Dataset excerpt
»»

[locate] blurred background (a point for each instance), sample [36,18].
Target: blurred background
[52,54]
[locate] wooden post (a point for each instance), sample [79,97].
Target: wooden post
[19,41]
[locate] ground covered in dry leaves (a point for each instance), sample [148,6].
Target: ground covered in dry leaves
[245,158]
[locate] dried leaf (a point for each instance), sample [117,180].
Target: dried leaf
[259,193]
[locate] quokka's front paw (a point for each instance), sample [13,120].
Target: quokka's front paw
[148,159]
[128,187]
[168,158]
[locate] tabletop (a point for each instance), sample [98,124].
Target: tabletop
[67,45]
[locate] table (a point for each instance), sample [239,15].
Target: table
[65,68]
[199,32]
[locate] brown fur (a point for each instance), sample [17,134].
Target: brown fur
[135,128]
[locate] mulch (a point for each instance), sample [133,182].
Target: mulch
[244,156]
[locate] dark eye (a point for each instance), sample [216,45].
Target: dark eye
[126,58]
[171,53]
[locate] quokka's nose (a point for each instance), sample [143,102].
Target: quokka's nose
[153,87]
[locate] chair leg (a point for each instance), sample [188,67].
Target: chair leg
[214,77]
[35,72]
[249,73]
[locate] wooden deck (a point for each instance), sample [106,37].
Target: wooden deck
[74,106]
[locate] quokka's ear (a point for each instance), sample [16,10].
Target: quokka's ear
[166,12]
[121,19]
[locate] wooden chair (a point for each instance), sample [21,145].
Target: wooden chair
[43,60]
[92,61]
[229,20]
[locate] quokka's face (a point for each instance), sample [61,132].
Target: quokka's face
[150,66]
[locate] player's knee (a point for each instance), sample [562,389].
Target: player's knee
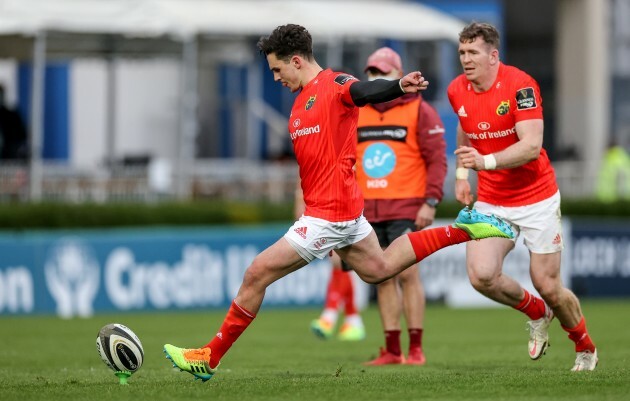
[255,274]
[550,293]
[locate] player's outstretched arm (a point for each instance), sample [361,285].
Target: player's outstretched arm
[381,90]
[413,82]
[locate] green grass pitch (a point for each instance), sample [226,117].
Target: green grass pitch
[473,354]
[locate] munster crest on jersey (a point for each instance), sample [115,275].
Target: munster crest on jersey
[503,108]
[310,102]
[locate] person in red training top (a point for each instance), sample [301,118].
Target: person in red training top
[500,135]
[401,168]
[322,127]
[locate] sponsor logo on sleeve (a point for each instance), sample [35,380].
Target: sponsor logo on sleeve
[342,79]
[503,108]
[525,99]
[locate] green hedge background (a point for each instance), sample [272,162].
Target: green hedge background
[63,215]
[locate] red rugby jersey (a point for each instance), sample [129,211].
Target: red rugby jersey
[489,119]
[323,125]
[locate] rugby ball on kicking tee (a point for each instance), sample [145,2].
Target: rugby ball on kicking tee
[120,348]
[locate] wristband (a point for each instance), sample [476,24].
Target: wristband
[461,173]
[489,162]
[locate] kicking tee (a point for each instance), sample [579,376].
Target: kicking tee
[489,121]
[323,126]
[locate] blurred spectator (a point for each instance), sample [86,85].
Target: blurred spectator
[12,132]
[614,175]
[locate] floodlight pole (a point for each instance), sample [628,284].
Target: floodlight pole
[188,118]
[37,114]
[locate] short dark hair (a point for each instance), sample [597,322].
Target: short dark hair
[487,32]
[286,41]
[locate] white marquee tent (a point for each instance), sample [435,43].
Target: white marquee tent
[41,29]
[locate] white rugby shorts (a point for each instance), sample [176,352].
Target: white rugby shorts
[539,223]
[316,238]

««

**Exercise directions:** Every record above must be given again exactly; drop the pictures.

**The output:**
[locate] blurred background (a point for each instance), sample [36,18].
Target: blurred background
[52,54]
[locate] wooden post (a point for each instance), sample [79,97].
Target: wooden post
[19,41]
[locate] ground covered in dry leaves (a point for each instance), sample [148,6].
Target: ground covered in dry leaves
[245,158]
[locate] dried leaf (a point for each instance), sample [117,180].
Target: dried leaf
[259,193]
[locate] quokka's front paw (a point for each instance), sample [13,120].
Target: quokka's front paw
[148,159]
[128,187]
[168,158]
[locate] tabletop (a point for each instance), sample [98,124].
Target: tabletop
[67,45]
[locate] table (a point for each instance), sample [239,15].
Target: table
[65,68]
[199,32]
[locate] brown fur (a point for each instance), sample [17,134].
Target: brown fur
[135,128]
[locate] mulch (a point for each instance), sample [133,182].
Target: mulch
[244,156]
[locate] dark eye (a point for each instance), sample [216,45].
Target: dark eye
[126,58]
[171,53]
[locate] quokka's nose (a point for each instance), sample [143,102].
Target: quokka's nose
[153,87]
[locate] chair leg (a point for each instance), sample [188,67].
Target: chair leg
[214,77]
[35,72]
[249,73]
[locate] wooden deck (a point for each instance), sample [106,37].
Target: wooden deck
[74,106]
[locate] quokka's ear (a point for each instance), sample [16,10].
Target: quokka's ear
[166,12]
[121,19]
[locate] wooden chair (a point for each instance), sample [21,145].
Target: wooden chair
[43,60]
[92,61]
[229,20]
[locate] quokka's face (a point for each instance), sample [61,132].
Target: quokka's face
[150,66]
[locate] player's knee (a point for each instance), sample [562,389].
Target: player's knee
[255,274]
[550,293]
[locate] player's outstretched arm (a point for each instance), sample [361,285].
Target: player's outstretched arm
[381,90]
[413,82]
[locate] green grass pitch (a point for each instance), sample [226,117].
Target: green grass pitch
[473,354]
[locate] munster crest on jersey (a point for each instance), sample [115,275].
Target: munster crest on jersey
[503,108]
[310,102]
[locate] person in red training top (a point for each instance), sample [301,118].
Target: person in red training top
[500,135]
[401,168]
[322,127]
[locate] sponsor logo on sleeve (a point for each instance), sample [35,380].
Target: sponsor logo on sleeve
[342,79]
[503,108]
[525,99]
[locate] green hedge background (a point for each instance), sample [272,162].
Target: green hedge background
[63,215]
[locate] red rugby jersey (a point for each instance), sample [129,211].
Target: red rugby jersey
[489,119]
[323,125]
[locate] rugby ball on kicking tee (a point for each instance), sample [145,2].
Target: rugby ball on kicking tee
[120,348]
[locate] wristband (a point for each instance), sample [476,24].
Target: wristband
[461,173]
[489,162]
[locate] kicking tee (a point for each instance), sample [579,376].
Target: kicking tee
[489,121]
[323,126]
[locate] blurred spectator (a point for each instance), sample [86,85].
Target: blurred spectator
[12,132]
[614,175]
[locate] floodlight pole (a point for each instance), sample [628,284].
Target: floodlight pole
[188,118]
[37,114]
[locate] short dark hair (a point for each instance), sample [597,322].
Target: short dark hair
[487,32]
[286,41]
[locate] white marquee tent (a point for each instance), sample [435,43].
Target: white marquee tent
[41,29]
[locate] white rugby shorts (a point for each instance), sample [176,352].
Target: white rugby shorts
[539,223]
[316,238]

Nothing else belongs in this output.